§ Task objective
What is needed here is an exact copy of every entry.

[Extracted records]
· · ·

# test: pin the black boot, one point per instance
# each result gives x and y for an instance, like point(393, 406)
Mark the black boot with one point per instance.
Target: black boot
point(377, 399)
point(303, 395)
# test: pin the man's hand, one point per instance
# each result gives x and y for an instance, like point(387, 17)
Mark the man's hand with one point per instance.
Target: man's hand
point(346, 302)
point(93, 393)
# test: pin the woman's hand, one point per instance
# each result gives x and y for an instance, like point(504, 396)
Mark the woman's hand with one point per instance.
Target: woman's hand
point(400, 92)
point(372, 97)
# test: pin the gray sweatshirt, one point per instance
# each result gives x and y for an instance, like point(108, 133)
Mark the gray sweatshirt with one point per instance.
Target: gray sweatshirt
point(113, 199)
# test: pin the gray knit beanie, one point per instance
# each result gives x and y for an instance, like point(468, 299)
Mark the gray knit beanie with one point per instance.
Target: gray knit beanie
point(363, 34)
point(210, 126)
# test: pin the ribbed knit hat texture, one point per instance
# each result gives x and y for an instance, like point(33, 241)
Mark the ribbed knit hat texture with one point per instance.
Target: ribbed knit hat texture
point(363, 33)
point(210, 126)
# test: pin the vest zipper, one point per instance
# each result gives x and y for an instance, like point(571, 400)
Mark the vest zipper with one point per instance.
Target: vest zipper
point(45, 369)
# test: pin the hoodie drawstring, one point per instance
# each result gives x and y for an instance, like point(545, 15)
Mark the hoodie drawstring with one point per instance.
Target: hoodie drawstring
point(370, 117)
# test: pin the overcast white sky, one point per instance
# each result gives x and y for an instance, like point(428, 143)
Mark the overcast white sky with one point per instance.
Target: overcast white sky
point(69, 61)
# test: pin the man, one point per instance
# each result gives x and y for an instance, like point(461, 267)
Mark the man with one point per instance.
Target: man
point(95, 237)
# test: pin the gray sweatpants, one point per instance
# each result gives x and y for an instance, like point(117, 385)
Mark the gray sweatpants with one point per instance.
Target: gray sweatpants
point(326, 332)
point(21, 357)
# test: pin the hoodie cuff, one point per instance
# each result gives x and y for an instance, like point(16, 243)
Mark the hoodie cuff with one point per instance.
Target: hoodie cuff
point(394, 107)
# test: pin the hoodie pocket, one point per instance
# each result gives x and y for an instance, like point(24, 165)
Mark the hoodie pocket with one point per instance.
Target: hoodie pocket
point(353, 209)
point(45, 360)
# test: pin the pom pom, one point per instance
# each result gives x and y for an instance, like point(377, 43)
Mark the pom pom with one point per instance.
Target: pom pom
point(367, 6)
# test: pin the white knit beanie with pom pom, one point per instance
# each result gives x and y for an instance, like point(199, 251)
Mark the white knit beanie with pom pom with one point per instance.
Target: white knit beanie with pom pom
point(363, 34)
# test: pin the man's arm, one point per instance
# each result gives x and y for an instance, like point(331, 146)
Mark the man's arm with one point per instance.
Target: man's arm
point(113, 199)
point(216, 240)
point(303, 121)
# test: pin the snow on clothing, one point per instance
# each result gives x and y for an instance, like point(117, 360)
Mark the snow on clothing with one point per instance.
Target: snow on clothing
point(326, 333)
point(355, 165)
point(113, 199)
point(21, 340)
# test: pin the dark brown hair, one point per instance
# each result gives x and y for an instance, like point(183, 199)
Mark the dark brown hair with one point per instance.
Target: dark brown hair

· · ·

§ Task response
# test: pin the black boot, one point per instance
# each result gives x and y for an instance, like point(393, 406)
Mark the black boot with one point per instance.
Target: black boot
point(377, 399)
point(303, 395)
# test: pin the man's hand, one point per instance
# each result gives x and y for an instance, like point(387, 17)
Mark the man's hand with one point per instance.
Target: man's hand
point(346, 302)
point(93, 393)
# test: pin the woman's hand, one point per instance
# each result gives x and y for an instance, like point(504, 396)
Mark the woman's hand with one point per instance.
Target: woman's hand
point(400, 92)
point(372, 97)
# test: pin the gray sweatshirt, one point per instance
# each result gives x and y for an instance, like point(108, 133)
Mark the gray sweatshirt with one point per instance.
Target: gray sweatshirt
point(113, 199)
# test: pin the gray knit beanie, one point per instance
# each result gives x and y for an instance, like point(468, 299)
Mark the gray knit beanie with one point per instance.
Target: gray knit beanie
point(363, 34)
point(210, 126)
# test: pin the ribbed knit hat texture, one point per instance
# each result gives x and y for an instance, like point(33, 241)
Mark the ribbed knit hat texture with one point per instance.
Target: ribbed knit hat texture
point(363, 33)
point(210, 126)
# test: pin the vest zipper, one point per instance
# each result gives x and y for an instance, like point(571, 400)
Mark the vest zipper with one point per instance.
Target: vest zipper
point(45, 369)
# test: pin the hoodie drawstring, one point per instance
# each result gives x and y for an instance, like point(545, 15)
Mark the hoodie drawstring with one point per instance.
Target: hoodie drawstring
point(370, 117)
# test: pin the overcast white sky, one point per instance
# each result gives x and y for an instance, like point(428, 143)
Mark the overcast white sky with one point per instance.
Target: overcast white sky
point(69, 61)
# test: pin the man, one point per instance
# each result gives x and y for an instance, like point(461, 267)
Mark the man with one point per instance.
Target: man
point(95, 237)
# test: pin the gray sweatpants, one point per instance
# each result gives x and y for an instance, like point(117, 385)
Mark the gray sweatpants with one point per instance.
Target: gray sweatpants
point(326, 332)
point(21, 357)
# test: pin the hoodie cuff, one point per instance
# each result gives x and y for an instance, like point(16, 243)
Mark the hoodie cuff with one point per instance.
Target: hoodie cuff
point(394, 107)
# test: pin the hoodie pocket, one point per instance
# each result gives x and y for an instance, like point(24, 165)
Mark the hoodie pocket with one point per instance.
Target: hoodie pocket
point(353, 209)
point(45, 360)
# test: pin the pom pom, one point per instance
# each result gives x and y for an instance, like point(377, 43)
Mark the pom pom with one point per instance.
Target: pom pom
point(367, 6)
# test: pin the white knit beanie with pom pom, one point per instance
# each result gives x and y for an instance, like point(199, 251)
Mark the white knit beanie with pom pom with one point per instance.
Target: white knit beanie with pom pom
point(363, 34)
# test: pin the man's arm, one point per instance
# each result gives x and y for an instance, like point(331, 146)
Mark the man's arm with one point per instance.
Target: man's arm
point(113, 199)
point(216, 240)
point(303, 121)
# test: pin the snow on clothing, one point per instance
# each result gives x and y for an instance, like point(117, 360)
Mark the snow on clothing with one point per instance.
Target: snow on clothing
point(326, 333)
point(355, 165)
point(113, 199)
point(21, 340)
# test: pin the dark brown hair, one point per instance
# each result gives x and y for an instance, like point(183, 199)
Mark the dark brown hair with one point per instance.
Target: dark brown hair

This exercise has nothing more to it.